[START]

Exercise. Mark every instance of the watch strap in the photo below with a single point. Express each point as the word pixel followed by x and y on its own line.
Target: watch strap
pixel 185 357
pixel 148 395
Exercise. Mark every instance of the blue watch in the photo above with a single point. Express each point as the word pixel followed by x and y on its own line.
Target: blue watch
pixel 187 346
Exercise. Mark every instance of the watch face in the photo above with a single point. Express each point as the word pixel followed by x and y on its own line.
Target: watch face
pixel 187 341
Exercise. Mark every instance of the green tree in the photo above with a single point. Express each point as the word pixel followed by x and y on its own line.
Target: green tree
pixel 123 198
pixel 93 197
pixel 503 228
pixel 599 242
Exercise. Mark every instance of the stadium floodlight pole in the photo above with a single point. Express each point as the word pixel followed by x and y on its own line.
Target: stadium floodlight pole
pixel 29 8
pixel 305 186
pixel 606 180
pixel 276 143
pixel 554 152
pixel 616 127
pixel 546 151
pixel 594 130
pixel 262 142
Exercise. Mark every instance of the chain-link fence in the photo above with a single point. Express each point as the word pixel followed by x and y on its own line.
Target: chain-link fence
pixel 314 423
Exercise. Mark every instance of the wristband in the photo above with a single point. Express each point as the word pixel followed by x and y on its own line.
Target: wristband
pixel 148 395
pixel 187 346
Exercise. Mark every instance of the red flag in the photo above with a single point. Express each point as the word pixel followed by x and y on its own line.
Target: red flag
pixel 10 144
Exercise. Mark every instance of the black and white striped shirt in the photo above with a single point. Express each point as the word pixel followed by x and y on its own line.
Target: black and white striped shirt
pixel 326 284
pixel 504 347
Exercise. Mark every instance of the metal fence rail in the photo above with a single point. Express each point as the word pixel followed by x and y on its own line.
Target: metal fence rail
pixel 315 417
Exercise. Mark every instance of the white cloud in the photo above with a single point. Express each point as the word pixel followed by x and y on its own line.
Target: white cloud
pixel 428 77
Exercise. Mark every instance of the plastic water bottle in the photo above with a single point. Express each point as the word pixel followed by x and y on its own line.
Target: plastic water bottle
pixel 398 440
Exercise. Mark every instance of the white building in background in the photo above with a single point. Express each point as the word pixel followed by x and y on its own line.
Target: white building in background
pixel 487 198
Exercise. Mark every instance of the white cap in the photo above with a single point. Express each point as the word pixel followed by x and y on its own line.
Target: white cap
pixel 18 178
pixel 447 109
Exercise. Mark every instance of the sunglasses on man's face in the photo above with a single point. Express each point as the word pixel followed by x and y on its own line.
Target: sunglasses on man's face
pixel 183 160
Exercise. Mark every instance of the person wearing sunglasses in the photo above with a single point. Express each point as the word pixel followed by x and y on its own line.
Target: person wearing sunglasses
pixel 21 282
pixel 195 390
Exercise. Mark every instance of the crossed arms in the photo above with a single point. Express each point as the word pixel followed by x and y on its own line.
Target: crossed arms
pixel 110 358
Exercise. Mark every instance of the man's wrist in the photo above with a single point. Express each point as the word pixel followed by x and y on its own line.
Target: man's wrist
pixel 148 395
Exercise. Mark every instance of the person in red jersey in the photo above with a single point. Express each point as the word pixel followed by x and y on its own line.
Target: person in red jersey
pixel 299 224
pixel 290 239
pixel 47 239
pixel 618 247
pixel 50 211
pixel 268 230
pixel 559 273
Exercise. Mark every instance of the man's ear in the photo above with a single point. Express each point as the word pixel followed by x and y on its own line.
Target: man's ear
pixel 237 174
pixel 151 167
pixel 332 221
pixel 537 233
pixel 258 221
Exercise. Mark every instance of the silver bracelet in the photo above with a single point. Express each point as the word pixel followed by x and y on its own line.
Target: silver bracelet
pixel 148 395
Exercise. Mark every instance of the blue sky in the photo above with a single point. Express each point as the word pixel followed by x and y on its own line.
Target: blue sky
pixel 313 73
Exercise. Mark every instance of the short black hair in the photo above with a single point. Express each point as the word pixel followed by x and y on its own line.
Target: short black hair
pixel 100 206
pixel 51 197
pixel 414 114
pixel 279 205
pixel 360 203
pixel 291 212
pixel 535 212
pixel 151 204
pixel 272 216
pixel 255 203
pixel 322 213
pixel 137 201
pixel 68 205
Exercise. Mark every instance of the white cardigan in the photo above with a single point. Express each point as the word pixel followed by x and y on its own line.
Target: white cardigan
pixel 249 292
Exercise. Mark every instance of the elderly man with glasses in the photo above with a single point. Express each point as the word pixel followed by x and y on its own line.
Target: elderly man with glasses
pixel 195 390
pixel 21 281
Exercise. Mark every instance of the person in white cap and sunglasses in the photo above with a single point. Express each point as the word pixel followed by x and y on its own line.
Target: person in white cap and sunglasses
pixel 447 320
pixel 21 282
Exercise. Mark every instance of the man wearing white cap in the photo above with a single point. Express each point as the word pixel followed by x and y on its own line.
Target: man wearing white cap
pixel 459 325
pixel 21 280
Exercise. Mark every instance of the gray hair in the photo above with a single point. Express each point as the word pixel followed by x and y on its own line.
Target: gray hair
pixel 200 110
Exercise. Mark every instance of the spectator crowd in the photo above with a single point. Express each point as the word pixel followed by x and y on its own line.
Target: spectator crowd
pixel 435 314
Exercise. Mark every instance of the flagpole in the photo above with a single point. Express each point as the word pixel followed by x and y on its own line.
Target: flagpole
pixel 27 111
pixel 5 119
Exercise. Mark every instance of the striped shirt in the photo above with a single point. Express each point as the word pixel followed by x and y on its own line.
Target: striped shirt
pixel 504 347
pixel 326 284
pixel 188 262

[END]
[START]

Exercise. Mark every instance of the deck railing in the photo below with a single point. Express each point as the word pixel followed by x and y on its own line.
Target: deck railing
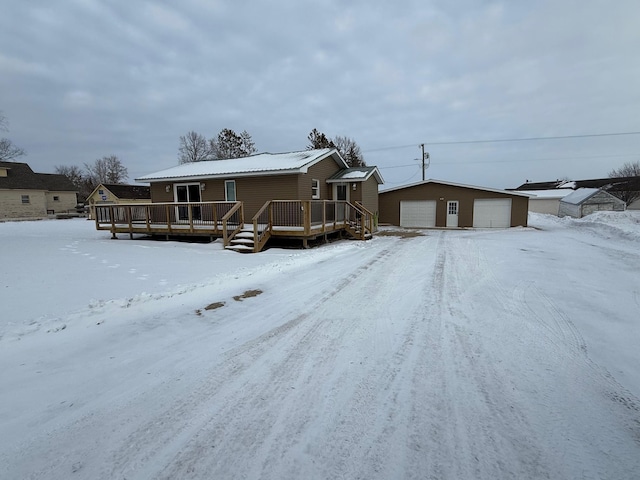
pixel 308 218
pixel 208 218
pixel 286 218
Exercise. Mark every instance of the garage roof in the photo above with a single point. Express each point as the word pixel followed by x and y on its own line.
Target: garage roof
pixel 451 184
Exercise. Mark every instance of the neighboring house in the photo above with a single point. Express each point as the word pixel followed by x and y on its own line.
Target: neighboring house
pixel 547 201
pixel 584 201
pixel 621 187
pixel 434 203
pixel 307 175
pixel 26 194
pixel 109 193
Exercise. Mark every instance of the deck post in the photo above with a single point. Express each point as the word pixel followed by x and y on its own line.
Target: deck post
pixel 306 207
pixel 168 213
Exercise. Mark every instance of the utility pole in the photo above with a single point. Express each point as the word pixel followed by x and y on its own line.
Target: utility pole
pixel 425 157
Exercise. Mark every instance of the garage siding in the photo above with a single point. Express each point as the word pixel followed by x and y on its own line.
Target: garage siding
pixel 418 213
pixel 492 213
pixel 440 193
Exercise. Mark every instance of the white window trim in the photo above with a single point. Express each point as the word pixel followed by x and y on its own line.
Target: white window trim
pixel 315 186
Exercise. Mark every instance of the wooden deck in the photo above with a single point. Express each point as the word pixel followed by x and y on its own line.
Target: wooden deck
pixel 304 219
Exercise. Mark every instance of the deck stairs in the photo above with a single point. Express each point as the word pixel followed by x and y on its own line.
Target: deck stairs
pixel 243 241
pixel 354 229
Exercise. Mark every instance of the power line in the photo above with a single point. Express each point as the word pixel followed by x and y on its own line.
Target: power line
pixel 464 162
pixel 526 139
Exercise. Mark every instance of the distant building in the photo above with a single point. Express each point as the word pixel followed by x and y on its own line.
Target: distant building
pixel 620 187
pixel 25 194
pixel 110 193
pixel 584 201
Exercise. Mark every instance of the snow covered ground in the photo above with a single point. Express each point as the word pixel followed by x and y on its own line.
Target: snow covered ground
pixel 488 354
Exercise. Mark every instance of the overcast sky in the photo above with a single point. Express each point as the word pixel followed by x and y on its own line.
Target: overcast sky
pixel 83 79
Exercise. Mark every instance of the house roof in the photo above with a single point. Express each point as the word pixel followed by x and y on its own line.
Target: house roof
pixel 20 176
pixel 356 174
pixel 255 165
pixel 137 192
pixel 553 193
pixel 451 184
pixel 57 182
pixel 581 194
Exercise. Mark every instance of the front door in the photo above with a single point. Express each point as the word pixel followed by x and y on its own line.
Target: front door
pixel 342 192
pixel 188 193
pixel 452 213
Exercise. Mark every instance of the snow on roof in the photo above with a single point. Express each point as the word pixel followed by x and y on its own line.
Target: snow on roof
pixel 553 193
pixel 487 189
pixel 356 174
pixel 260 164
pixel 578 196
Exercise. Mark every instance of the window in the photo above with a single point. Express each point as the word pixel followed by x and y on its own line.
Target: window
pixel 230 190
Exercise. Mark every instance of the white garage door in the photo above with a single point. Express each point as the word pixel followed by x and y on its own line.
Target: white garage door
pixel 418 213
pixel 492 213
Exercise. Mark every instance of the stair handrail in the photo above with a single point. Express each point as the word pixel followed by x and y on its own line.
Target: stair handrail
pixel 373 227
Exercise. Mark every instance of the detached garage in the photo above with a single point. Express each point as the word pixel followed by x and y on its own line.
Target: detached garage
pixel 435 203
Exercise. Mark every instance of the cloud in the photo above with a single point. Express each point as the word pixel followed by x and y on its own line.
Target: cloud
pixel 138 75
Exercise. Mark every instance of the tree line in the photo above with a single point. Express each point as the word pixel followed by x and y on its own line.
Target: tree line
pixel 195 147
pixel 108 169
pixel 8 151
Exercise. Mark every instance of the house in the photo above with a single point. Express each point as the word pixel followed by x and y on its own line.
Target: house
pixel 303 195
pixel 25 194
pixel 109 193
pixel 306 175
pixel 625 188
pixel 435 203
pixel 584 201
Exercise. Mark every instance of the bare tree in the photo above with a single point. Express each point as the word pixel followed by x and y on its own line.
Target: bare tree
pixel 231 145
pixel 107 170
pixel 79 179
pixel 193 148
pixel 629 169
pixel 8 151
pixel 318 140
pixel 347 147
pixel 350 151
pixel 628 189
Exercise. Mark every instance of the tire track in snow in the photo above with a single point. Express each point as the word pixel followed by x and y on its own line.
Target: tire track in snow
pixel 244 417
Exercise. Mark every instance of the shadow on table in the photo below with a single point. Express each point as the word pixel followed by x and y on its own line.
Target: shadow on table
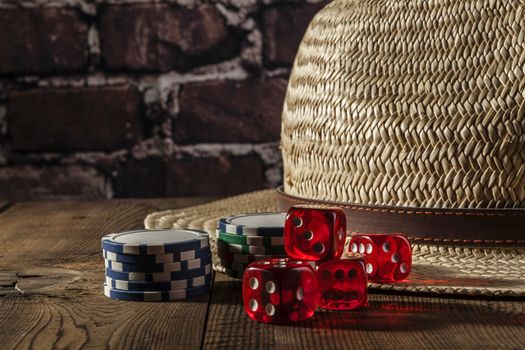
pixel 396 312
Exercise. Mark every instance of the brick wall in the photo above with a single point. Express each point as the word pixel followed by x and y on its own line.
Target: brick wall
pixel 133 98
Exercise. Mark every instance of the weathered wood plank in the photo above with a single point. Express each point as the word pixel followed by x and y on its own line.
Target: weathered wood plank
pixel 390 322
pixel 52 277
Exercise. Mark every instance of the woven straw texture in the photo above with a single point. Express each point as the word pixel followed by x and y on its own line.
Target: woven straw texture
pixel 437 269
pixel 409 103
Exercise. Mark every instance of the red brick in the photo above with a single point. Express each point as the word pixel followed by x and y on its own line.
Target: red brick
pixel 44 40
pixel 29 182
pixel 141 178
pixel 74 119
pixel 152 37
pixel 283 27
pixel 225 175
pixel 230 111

[END]

§ **Exercise instructions**:
Copy out the lines above word for word, covering the stretch from the line containing "Exercise. Mark every instance of the flagpole" through the line containing "pixel 188 262", both included.

§ **Output for this task**:
Exercise. Mark every instance of the flagpole in the photo above with a single point. Express each point as the word pixel followed by x and y on its own line.
Target: flagpole
pixel 27 111
pixel 5 119
Exercise. Mark every instance of the striped shirt in the photo above with a single point. Express each point as the word pixel followed by x and y on its own line.
Target: striped shirt
pixel 504 347
pixel 326 284
pixel 188 262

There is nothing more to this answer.